## Start Text to read
Thursday, September 25th, 2014 (8:01 am) - Score 734

A new uSwitch study, which analysed data from 3.1 million UK Internet speedtests between 1st July 2013 and 30th June 2014, has concluded that consumers get the best broadband ISP performance if they go online at 5am (least busy) and the slowest if they start surfing at 9pm; a drop in speed of 21% was recorded between these periods.

The study found that broadband download speeds averaged 18.1Mbps at 5am in the morning, which fell to 14.3Mbps at 9pm (night). An identical study conducted by the same group one year earlier reported that 4am was the fastest (14.83Mbps) and once again 9pm delivered the slowest (10.72Mbps) performance, which equated to a more dramatic drop of 28%. The less aggressive fall this year suggests that ISPs are improving their network capacity and or its management.

A closer look at the largest UK towns and cities revealed that Exeter, Chester and Bath all saw the biggest fall in performance between peak and off-peak hours, with all suffering a dramatic drop of greater than 50%. However, in country terms, it’s Wales that fares the worst, with speeds falling by 48% between the two periods. Meanwhile Scotland saw the smallest drop of 17%, with England on 18% and Northern Ireland at 19%.

A table of the top 30 UK towns and cities with the biggest changes in speed has been included below.

peak versus off-peak broadband isp speeds uk 2014

The results are of course entirely unsurprising. Home broadband remains a shared “Best Efforts” service, which means that ISPs typically share their network capacity between multiple users and as a result service speeds can fall during busy periods when larger numbers of people are all surfing at the same time. Often the less you pay for your service the more it’s likely to be shared.

Similarly the busiest periods for home broadband ISPs usually occur outside of working hours (i.e. in the evenings), when almost everybody is home and awake. It should be noted that this is the opposite for business ISPs where network congestion usually peaks during daytime working hours when most people are in the office.

The only way to completely avoid the issue of fluctuating performance is to buy an expensive dedicated 1:1 business connection, which could cost you hundreds of pounds per month. Otherwise those who seek affordability have to accept the natural variations in performance as a price worth paying (one exception to this rule is usually given for newly built networks as they tend to have an initial abundance of capacity).

But as usual you should take statistics like this with a suitably big pinch of salt. Admittedly there’s little denying that surfing during the early hours does deliver the best performance, yet it should however be noted that not all areas and ISP connections will suffer from the same issue. It’s also unclear whether uSwitch filtered peak and off-peak data on the same lines or if they just ran a general average (the latter looks likely). Furthermore it’s possible that more tests will have been conducted during the peak than off-peak periods. Similarly this is a test of real-world connectivity, but that won’t reflect the availability of potentially better and less variable connections.
## End Text to read
## Start Source data
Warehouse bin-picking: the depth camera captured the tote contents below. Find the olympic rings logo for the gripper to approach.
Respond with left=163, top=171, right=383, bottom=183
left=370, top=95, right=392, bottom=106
## End Source data
# Instructions to follow:
Name every country for which the broadband speed article reports a fall in speed between the two periods, and give the percentage for each. These lines have nothing to do with the broadband speed article.

# Problem solution:
Wales: 48%
Scotland: 17%
England: 18%
Northern Ireland: 19%